[Prompt]
Write out every line below that includes the word "gray".

[Supplied information]
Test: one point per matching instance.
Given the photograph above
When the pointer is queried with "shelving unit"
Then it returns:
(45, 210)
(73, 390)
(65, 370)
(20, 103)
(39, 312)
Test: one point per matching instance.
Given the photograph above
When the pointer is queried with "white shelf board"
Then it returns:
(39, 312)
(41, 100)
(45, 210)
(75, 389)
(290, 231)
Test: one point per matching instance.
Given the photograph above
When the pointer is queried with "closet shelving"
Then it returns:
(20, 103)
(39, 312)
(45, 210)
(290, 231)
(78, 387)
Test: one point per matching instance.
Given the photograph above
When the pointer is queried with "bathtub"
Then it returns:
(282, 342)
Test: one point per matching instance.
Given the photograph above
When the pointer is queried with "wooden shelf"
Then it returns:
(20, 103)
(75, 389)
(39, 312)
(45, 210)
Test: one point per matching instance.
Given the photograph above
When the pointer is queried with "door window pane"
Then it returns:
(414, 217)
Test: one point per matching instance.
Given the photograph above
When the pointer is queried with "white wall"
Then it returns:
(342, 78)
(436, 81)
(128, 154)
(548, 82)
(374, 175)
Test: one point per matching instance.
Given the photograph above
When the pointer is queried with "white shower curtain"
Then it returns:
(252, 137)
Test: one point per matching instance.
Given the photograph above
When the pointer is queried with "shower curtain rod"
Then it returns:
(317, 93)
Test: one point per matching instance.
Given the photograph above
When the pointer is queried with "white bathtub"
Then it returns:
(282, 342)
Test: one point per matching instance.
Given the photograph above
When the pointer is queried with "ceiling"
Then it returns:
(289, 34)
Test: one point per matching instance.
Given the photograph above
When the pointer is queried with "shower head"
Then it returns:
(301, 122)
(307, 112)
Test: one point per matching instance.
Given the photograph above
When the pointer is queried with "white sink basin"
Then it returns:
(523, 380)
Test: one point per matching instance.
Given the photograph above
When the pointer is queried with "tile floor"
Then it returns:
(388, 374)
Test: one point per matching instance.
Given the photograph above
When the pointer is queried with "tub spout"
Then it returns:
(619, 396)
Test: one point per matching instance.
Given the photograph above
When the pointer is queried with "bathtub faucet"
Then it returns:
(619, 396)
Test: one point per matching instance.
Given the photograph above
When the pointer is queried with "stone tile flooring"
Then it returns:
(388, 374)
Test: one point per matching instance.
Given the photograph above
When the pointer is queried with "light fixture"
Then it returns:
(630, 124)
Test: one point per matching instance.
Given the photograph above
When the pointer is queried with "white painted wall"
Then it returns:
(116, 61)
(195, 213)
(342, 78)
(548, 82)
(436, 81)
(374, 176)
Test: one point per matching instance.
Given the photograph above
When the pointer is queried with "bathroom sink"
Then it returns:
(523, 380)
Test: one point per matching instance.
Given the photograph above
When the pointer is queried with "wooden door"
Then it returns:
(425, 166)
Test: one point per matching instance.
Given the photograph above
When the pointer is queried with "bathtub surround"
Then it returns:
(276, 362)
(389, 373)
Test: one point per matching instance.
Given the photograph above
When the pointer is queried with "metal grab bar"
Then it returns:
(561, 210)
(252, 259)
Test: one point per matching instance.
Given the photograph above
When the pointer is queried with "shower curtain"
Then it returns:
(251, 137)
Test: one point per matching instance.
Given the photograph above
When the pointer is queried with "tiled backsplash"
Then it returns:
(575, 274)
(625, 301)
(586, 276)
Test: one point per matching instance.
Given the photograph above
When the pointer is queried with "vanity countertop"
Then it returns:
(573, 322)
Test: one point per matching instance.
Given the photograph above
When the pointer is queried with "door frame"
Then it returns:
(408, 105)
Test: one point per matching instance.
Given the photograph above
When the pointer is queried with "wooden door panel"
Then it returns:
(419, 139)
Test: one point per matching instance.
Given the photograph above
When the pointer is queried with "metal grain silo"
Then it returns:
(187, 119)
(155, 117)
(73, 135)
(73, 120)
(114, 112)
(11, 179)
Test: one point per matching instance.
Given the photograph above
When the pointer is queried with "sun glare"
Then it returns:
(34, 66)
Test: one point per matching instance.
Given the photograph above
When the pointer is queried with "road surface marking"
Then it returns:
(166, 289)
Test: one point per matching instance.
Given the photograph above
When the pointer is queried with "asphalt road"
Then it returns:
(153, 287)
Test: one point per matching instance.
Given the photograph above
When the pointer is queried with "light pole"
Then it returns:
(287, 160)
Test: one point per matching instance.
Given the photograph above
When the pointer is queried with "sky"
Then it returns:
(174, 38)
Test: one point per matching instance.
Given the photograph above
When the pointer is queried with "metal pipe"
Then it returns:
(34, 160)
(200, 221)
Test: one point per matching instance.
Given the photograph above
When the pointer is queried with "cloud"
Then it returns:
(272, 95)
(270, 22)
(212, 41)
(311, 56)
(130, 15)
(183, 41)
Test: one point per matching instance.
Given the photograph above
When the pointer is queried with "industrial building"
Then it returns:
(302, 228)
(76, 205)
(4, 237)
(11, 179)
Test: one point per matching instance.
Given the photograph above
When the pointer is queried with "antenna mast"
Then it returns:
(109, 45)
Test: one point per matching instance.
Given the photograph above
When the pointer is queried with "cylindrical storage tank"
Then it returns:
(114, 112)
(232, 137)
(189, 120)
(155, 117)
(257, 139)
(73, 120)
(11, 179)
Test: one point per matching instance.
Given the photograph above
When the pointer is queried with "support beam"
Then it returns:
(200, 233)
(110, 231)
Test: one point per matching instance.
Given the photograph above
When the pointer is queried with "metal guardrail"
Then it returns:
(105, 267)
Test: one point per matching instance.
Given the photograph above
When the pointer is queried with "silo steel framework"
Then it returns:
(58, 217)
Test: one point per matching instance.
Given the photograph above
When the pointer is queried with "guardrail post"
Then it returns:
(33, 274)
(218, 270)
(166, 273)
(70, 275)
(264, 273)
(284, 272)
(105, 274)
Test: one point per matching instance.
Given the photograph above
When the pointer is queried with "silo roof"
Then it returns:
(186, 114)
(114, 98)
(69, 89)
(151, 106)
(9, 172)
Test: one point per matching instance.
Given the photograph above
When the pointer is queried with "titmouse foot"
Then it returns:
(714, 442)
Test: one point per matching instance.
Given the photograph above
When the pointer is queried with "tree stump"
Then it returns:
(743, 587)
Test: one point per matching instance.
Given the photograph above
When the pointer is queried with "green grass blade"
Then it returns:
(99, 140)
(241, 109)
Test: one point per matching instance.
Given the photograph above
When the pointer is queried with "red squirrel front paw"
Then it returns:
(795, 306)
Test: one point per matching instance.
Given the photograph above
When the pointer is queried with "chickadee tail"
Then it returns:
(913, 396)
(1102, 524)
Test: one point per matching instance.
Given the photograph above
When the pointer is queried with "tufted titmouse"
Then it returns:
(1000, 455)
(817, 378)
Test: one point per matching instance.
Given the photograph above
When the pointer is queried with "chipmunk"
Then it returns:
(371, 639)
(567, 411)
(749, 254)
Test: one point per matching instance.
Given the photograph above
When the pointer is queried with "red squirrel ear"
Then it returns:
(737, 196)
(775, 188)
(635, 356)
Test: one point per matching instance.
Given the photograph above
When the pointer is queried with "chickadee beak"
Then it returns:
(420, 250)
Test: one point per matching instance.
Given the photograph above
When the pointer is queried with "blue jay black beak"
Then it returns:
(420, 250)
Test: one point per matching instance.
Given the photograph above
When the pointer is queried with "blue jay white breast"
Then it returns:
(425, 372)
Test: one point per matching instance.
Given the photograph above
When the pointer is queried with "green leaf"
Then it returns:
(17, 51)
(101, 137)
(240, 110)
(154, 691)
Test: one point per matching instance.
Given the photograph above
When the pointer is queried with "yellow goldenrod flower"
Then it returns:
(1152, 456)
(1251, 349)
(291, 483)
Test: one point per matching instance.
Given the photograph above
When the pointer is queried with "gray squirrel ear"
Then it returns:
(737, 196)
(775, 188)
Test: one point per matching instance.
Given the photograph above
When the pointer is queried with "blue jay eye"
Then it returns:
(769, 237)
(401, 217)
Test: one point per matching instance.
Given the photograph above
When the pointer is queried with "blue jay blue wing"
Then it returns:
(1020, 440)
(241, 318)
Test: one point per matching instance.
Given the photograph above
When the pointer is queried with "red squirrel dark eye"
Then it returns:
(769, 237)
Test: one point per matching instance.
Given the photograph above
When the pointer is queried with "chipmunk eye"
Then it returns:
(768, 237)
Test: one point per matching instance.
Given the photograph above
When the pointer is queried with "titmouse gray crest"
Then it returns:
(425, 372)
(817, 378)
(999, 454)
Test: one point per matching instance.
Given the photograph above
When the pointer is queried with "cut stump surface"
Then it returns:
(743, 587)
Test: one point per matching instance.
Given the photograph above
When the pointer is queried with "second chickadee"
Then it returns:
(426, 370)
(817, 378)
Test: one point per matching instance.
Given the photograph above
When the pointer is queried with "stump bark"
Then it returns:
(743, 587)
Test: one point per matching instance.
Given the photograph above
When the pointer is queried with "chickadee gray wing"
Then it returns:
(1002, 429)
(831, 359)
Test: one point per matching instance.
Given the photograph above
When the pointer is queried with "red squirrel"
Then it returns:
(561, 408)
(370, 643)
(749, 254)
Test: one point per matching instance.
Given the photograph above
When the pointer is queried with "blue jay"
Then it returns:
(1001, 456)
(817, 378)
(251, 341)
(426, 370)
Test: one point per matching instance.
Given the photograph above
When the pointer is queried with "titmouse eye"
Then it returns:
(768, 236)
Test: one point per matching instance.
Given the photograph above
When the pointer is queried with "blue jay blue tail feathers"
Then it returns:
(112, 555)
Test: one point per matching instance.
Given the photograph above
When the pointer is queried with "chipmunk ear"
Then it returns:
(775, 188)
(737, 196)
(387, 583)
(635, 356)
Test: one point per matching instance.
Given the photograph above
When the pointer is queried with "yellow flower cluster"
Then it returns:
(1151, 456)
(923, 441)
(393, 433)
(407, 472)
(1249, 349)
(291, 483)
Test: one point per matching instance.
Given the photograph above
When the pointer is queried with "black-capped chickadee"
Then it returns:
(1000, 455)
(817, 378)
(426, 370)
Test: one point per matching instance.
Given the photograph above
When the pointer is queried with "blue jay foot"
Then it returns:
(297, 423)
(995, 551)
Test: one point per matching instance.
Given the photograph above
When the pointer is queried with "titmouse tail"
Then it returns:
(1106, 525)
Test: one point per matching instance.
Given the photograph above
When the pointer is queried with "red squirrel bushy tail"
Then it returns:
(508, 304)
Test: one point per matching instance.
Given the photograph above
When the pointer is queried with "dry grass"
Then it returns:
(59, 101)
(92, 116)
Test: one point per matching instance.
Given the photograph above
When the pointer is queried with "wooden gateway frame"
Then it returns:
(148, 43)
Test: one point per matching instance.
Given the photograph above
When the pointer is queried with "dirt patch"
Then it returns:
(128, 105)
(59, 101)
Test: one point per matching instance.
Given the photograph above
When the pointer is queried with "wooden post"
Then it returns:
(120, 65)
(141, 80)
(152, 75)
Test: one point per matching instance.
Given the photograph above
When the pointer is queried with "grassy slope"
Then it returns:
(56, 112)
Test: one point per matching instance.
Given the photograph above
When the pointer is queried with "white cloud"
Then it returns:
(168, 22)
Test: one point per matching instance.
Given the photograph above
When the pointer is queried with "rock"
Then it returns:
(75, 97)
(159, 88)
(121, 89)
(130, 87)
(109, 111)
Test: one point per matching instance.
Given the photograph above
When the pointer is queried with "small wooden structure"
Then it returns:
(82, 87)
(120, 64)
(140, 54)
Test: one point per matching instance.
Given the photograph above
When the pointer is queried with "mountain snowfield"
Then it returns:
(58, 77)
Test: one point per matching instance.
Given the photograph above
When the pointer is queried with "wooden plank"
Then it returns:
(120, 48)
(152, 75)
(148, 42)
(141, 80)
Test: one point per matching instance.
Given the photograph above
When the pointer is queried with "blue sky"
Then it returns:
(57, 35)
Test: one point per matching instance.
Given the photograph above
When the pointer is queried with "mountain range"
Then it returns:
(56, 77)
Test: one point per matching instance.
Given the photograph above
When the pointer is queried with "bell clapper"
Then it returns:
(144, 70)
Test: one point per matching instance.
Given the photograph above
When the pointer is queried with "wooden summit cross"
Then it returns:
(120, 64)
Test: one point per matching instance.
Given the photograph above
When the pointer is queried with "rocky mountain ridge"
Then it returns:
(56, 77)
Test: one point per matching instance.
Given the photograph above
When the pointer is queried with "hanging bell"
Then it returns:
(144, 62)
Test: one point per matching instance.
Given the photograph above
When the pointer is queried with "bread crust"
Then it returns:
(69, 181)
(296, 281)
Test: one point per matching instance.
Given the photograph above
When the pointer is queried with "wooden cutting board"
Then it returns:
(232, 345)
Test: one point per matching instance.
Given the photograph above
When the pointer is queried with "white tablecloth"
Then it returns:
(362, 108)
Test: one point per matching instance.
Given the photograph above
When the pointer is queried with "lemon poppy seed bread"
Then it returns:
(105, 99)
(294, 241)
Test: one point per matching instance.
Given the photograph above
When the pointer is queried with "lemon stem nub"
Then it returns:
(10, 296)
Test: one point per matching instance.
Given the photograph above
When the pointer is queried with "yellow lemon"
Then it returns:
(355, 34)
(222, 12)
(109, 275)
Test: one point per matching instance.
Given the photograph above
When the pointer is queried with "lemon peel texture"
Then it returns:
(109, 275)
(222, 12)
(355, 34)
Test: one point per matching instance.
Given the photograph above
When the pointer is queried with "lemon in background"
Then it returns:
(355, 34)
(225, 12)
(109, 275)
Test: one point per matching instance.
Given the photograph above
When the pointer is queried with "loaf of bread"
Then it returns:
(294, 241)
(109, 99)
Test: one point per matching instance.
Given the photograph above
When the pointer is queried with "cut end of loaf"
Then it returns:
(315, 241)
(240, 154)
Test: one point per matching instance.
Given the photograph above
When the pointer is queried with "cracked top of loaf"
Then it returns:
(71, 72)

[Task answer]
When the pointer is queried with "gray squirrel ear"
When the pointer is queried with "titmouse gray crest"
When the pointer is queried with "chickadee gray wing"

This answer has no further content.